--- Exercise set ---
A. Answer these questions using the passage about Bowman's legal work:
(i) Which journal is also hosted at TU Law?
(ii) Which aquifer is Bowman's water depletion project about?
(iii) Which kinds of law do the subjects of her work involve?
B. Write the next part of the passage about Bowman's legal work, starting after its final sentence.

--- Source ---
In recent years, she’s been published in the University of Kansas Law Review, the Hastings Law Journal, the University of Colorado Law Review and the Texas A&M Journal of Property Law. 

Her work at TU Law, which also hosts the prestigious Energy Law Journal, keeps her busy. Bowman is currently involved in an expansive project regarding water depletion in the Ogallala Aquifer, an underground water supply upon which farmers, ranchers and communities across the Great Plains depend. In the fall, she is spearheading a conference concerning energy use and development on Tribal lands. 

These subjects, and many more, all have common threads: They are highly technical in terms of the science involved; they have numerous stakeholders, some of which have been historically neglected; and they involve a cross-section of state, federal and Tribal laws that make finding solutions a complicated affair.

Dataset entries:
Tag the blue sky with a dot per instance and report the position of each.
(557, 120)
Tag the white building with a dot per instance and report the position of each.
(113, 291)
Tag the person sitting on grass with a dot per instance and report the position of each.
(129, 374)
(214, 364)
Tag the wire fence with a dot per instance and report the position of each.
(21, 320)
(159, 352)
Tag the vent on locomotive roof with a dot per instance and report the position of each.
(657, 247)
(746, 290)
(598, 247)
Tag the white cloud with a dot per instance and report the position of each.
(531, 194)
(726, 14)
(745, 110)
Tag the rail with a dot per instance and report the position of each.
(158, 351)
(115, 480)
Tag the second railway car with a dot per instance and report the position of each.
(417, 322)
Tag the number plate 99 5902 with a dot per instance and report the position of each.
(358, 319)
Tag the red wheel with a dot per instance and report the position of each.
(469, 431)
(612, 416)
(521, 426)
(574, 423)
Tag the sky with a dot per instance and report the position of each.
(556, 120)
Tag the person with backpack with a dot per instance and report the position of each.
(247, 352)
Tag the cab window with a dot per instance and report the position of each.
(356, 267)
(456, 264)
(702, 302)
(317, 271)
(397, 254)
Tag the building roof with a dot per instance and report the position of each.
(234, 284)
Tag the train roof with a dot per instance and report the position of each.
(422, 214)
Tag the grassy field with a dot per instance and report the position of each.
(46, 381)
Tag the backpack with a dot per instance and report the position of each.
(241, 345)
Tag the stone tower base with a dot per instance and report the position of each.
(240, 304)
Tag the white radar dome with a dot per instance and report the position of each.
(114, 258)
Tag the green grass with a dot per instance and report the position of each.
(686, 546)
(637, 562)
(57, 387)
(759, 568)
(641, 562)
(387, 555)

--- Response list ---
A.
(i) The Energy Law Journal.
(ii) The Ogallala Aquifer.
(iii) State, federal and Tribal laws.

B.
“We need to start asking hard questions about what crops we can grow and where,” Bowman said, noting the stresses that plague some of the country’s most crucial water supplies. “These are technical problems; these are very complicated problems.” 

These challenges drive her. “I like areas where there’s a lot of (legal and jurisdictional) overlap. I like technical problems,” she said. 

Here, Bowman says, is where the Sustainable Energy and Resources Law program can excel – by training the next generation of legal minds to ultimately solve energy, conservation and environmental problems in a workable and equitable way. 

Bowman’s hope is that TU Law students will confront and embrace those complexities to fashion a more sustainable world.